(Your tasks)
1) From the passage on Douglas power, reproduce the text starting with "Ever since the" and going on through "conflict with England.".
2) Translate this sentence from the passage on Douglas power into Spanish: "Regular border warfare provided the earls of Douglas with a justification for their leadership of the armed communities of southern Scotland, and enriched both them and their followings from booty, ransom and blackmail."

(Reading text)

══════

Ever since the rise of Earl James's great-uncle and namesake 'the Good'
Sir James in the service of King Robert I at the beginning of the
fourteenth-century, Douglas power had relied on their ability to
practice vigorous and successful military lordship in the marches.
Regular border warfare provided the earls of Douglas with a
justification for their leadership of the armed communities of southern
Scotland, and enriched both them and their followings from booty, ransom
and blackmail. Thus while little was accomplished between 1384 and 1388
in addressing concerns over law and order in the north, the period did
see a marked intensification of conflict with England.

══════

(Items)
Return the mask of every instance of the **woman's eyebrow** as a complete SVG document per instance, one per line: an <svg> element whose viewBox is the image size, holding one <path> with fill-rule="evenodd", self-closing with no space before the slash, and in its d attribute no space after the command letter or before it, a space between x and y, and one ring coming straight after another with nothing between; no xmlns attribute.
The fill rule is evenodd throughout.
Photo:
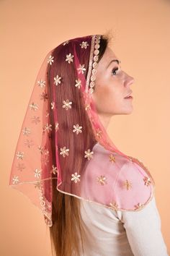
<svg viewBox="0 0 170 256"><path fill-rule="evenodd" d="M112 59L112 60L109 63L109 64L107 66L107 69L109 67L109 64L110 64L112 62L113 62L113 61L117 62L117 64L120 64L121 63L121 61L119 61L118 59Z"/></svg>

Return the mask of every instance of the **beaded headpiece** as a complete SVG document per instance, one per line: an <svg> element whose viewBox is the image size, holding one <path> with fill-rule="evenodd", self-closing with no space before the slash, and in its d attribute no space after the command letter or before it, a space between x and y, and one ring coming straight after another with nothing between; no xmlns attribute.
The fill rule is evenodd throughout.
<svg viewBox="0 0 170 256"><path fill-rule="evenodd" d="M140 210L154 181L137 158L115 145L91 97L102 35L68 40L50 51L37 76L12 163L9 186L53 225L53 195L112 210Z"/></svg>

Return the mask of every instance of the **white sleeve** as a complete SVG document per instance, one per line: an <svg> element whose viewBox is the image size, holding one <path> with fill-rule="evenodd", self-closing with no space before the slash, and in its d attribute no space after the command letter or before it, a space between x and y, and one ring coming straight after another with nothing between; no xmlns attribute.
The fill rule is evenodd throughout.
<svg viewBox="0 0 170 256"><path fill-rule="evenodd" d="M154 196L140 210L117 210L117 218L123 223L135 256L169 256Z"/></svg>

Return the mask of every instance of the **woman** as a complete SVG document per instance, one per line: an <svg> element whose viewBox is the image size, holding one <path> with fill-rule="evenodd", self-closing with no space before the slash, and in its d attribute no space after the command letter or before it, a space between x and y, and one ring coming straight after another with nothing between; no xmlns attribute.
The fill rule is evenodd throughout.
<svg viewBox="0 0 170 256"><path fill-rule="evenodd" d="M111 116L132 112L133 82L109 43L91 35L48 54L9 184L41 208L55 255L168 255L151 174L107 133Z"/></svg>

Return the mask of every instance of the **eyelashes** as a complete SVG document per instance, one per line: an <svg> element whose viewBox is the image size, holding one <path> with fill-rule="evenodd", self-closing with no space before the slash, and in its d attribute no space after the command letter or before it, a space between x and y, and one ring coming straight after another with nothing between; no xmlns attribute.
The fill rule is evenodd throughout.
<svg viewBox="0 0 170 256"><path fill-rule="evenodd" d="M118 67L116 67L116 68L113 69L112 70L112 74L113 75L116 75L116 74L117 74L116 71L118 70L118 69L119 69ZM114 73L115 73L115 74L114 74ZM116 74L115 74L115 73L116 73Z"/></svg>

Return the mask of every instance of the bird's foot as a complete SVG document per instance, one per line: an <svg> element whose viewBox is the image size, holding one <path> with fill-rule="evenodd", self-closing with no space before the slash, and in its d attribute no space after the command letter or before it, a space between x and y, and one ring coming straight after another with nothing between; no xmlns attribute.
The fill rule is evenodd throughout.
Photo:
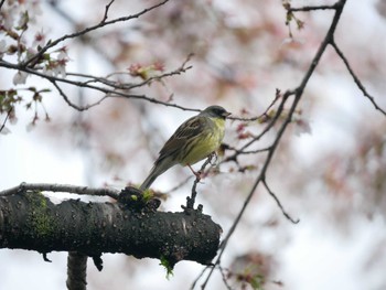
<svg viewBox="0 0 386 290"><path fill-rule="evenodd" d="M216 151L213 151L211 154L207 155L207 161L211 165L215 165L217 162L217 159L218 159L218 157L217 157Z"/></svg>

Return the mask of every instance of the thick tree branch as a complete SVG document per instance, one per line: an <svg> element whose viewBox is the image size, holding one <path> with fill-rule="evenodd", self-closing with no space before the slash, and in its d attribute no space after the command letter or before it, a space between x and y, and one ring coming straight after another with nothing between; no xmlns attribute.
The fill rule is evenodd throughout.
<svg viewBox="0 0 386 290"><path fill-rule="evenodd" d="M110 196L114 200L118 200L119 191L107 187L88 187L77 186L71 184L52 184L52 183L21 183L18 186L4 190L0 192L0 196L7 196L18 194L24 191L37 191L37 192L67 192L81 195L90 196Z"/></svg>
<svg viewBox="0 0 386 290"><path fill-rule="evenodd" d="M122 253L162 257L171 265L181 260L207 265L216 255L221 232L210 216L195 211L135 211L121 203L78 200L55 205L24 190L0 197L1 248L77 251L90 257Z"/></svg>

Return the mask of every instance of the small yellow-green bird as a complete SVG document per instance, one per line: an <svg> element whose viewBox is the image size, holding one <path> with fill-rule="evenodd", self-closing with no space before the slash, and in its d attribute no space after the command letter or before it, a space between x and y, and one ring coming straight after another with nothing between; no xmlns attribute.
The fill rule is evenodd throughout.
<svg viewBox="0 0 386 290"><path fill-rule="evenodd" d="M225 119L230 112L221 106L210 106L184 121L162 147L148 178L139 187L144 191L154 180L175 164L189 167L205 159L221 146Z"/></svg>

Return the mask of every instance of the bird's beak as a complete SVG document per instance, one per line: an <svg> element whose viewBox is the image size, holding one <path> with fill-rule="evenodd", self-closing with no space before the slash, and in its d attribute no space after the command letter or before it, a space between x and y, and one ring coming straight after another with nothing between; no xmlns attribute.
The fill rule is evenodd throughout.
<svg viewBox="0 0 386 290"><path fill-rule="evenodd" d="M232 115L232 112L229 112L229 111L224 111L223 114L222 114L222 116L224 117L224 118L226 118L226 117L228 117L228 116L230 116Z"/></svg>

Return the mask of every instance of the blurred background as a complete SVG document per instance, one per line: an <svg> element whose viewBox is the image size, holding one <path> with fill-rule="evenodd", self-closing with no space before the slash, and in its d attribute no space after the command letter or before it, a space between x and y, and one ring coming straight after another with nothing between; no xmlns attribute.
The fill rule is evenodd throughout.
<svg viewBox="0 0 386 290"><path fill-rule="evenodd" d="M108 19L133 14L154 3L117 0ZM332 3L291 1L293 7ZM3 23L19 21L20 13L30 11L24 37L32 45L36 33L46 43L98 23L106 4L100 0L6 1L1 17ZM17 7L11 20L6 10L10 7ZM67 74L106 76L116 71L127 73L136 65L159 64L169 72L193 53L191 69L132 93L194 109L217 104L236 116L254 117L266 110L276 89L285 92L300 84L332 15L330 10L296 13L304 25L298 30L292 21L289 31L281 1L169 1L139 19L65 42L65 69ZM349 0L335 33L337 45L383 109L385 17L383 0ZM1 39L11 42L3 33ZM15 61L12 55L3 58ZM17 71L0 67L0 89L12 88ZM132 76L131 80L140 79ZM34 76L17 87L32 85L53 89ZM72 86L63 89L74 104L90 104L103 97ZM112 97L79 112L55 89L42 94L43 105L26 109L31 94L19 94L23 101L12 123L7 123L9 133L0 135L0 191L21 182L115 189L139 184L164 141L183 120L195 115ZM342 60L328 49L296 117L268 169L267 181L286 211L300 223L289 223L267 191L258 187L222 259L229 273L228 283L234 289L253 289L230 275L239 272L261 277L258 284L265 289L386 289L385 116L362 95ZM1 123L4 118L6 114L0 115ZM240 125L242 133L237 130ZM227 121L224 142L239 147L262 128L258 121ZM253 149L269 144L276 132L272 130ZM199 185L199 203L225 234L264 160L264 154L255 154L239 158L238 165L222 164L219 173ZM193 181L178 185L189 176L189 169L175 167L154 182L152 189L169 195L161 205L163 211L181 211ZM1 249L0 289L64 289L66 253L52 253L49 258L51 264L34 251ZM103 259L101 272L88 262L88 289L190 289L203 270L199 264L182 261L168 280L159 260L118 254L104 255ZM226 289L218 272L208 289Z"/></svg>

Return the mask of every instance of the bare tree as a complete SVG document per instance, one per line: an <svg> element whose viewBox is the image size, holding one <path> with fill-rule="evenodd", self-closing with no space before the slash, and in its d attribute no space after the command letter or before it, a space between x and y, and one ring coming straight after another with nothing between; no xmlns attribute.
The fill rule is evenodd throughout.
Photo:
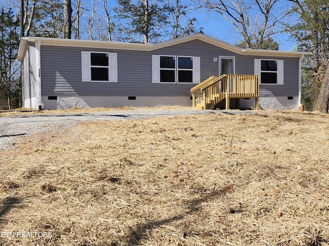
<svg viewBox="0 0 329 246"><path fill-rule="evenodd" d="M21 0L20 6L20 37L25 35L24 28L24 0Z"/></svg>
<svg viewBox="0 0 329 246"><path fill-rule="evenodd" d="M76 39L80 39L80 16L81 16L81 12L80 12L80 3L81 0L77 0L77 2L76 3L76 26L75 26L75 36Z"/></svg>
<svg viewBox="0 0 329 246"><path fill-rule="evenodd" d="M28 1L27 1L27 2L28 3ZM31 30L31 28L32 27L32 25L33 23L36 4L36 0L33 0L33 3L32 4L32 10L31 10L31 13L30 13L30 18L29 20L29 24L27 26L27 28L26 28L26 36L30 36L30 31ZM26 12L25 13L25 16L27 16L28 9L27 9L27 6L26 7L27 8L26 8ZM26 26L26 18L25 18L25 21L24 21L24 26Z"/></svg>
<svg viewBox="0 0 329 246"><path fill-rule="evenodd" d="M95 23L95 6L94 3L94 0L92 1L92 15L88 20L88 33L89 40L93 40L93 27Z"/></svg>
<svg viewBox="0 0 329 246"><path fill-rule="evenodd" d="M70 39L72 36L72 6L71 0L64 0L64 25L66 27L64 34L65 38Z"/></svg>
<svg viewBox="0 0 329 246"><path fill-rule="evenodd" d="M285 12L274 11L274 6L279 1L194 0L194 2L210 11L220 13L232 24L243 36L247 46L246 48L261 49L264 41L278 32L276 26L286 15Z"/></svg>

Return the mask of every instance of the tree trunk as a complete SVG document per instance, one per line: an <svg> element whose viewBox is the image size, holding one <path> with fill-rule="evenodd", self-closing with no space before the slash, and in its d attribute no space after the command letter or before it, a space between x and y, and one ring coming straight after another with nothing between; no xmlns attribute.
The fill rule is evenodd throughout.
<svg viewBox="0 0 329 246"><path fill-rule="evenodd" d="M175 24L174 26L174 38L177 38L177 31L178 29L178 22L179 21L179 7L178 0L176 0L176 8L175 12Z"/></svg>
<svg viewBox="0 0 329 246"><path fill-rule="evenodd" d="M24 0L21 0L21 6L20 7L20 37L24 36Z"/></svg>
<svg viewBox="0 0 329 246"><path fill-rule="evenodd" d="M64 34L65 38L71 39L72 34L72 7L71 0L64 1L64 25L66 32Z"/></svg>
<svg viewBox="0 0 329 246"><path fill-rule="evenodd" d="M76 17L76 39L80 39L80 0L77 1Z"/></svg>
<svg viewBox="0 0 329 246"><path fill-rule="evenodd" d="M10 110L11 109L11 107L10 106L10 89L7 89L7 98L8 100L8 110Z"/></svg>
<svg viewBox="0 0 329 246"><path fill-rule="evenodd" d="M326 72L322 81L320 93L315 103L314 110L321 113L328 113L329 104L329 66L327 66Z"/></svg>

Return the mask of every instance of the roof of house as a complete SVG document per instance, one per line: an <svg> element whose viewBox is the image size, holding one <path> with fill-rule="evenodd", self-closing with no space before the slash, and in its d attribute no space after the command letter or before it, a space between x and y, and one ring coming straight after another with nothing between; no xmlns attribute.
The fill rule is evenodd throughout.
<svg viewBox="0 0 329 246"><path fill-rule="evenodd" d="M203 33L195 33L167 41L148 44L69 39L50 37L24 37L21 39L17 59L19 61L23 60L28 42L38 42L41 45L151 51L195 39L200 40L242 55L299 57L303 55L309 54L307 52L295 51L243 49Z"/></svg>

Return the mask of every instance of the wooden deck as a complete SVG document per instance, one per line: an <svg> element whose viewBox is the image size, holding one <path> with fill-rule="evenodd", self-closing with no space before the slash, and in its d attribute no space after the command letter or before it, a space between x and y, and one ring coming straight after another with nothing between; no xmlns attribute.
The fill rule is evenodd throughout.
<svg viewBox="0 0 329 246"><path fill-rule="evenodd" d="M212 76L191 89L193 107L212 109L224 99L226 109L230 108L230 98L255 98L259 109L259 76L223 74Z"/></svg>

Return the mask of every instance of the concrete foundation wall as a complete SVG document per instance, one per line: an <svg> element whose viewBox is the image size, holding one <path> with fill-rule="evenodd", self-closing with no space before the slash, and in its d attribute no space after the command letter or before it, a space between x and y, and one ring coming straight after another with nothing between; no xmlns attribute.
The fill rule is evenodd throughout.
<svg viewBox="0 0 329 246"><path fill-rule="evenodd" d="M293 96L288 99L287 96L276 97L264 97L259 98L259 107L261 109L279 109L287 110L298 109L298 96ZM241 99L240 108L248 109L254 108L254 98Z"/></svg>
<svg viewBox="0 0 329 246"><path fill-rule="evenodd" d="M129 100L127 96L58 96L57 99L42 97L44 109L68 109L78 108L119 108L120 107L158 107L174 106L192 107L190 97L137 96Z"/></svg>
<svg viewBox="0 0 329 246"><path fill-rule="evenodd" d="M39 100L38 97L32 97L31 98L25 99L24 102L24 108L28 109L39 109Z"/></svg>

══════

(Answers for the tasks)
1)
Ever since the rise of Earl James's great-uncle and namesake 'the Good'
Sir James in the service of King Robert I at the beginning of the
fourteenth-century, Douglas power had relied on their ability to
practice vigorous and successful military lordship in the marches.
Regular border warfare provided the earls of Douglas with a
justification for their leadership of the armed communities of southern
Scotland, and enriched both them and their followings from booty, ransom
and blackmail. Thus while little was accomplished between 1384 and 1388
in addressing concerns over law and order in the north, the period did
see a marked intensification of conflict with England.

2) La guerra fronteriza regular proporcionaba a los condes de Douglas una justificación para su liderazgo de las comunidades armadas del sur de Escocia, y los enriquecía tanto a ellos como a sus séquitos con el botín, los rescates y el chantaje.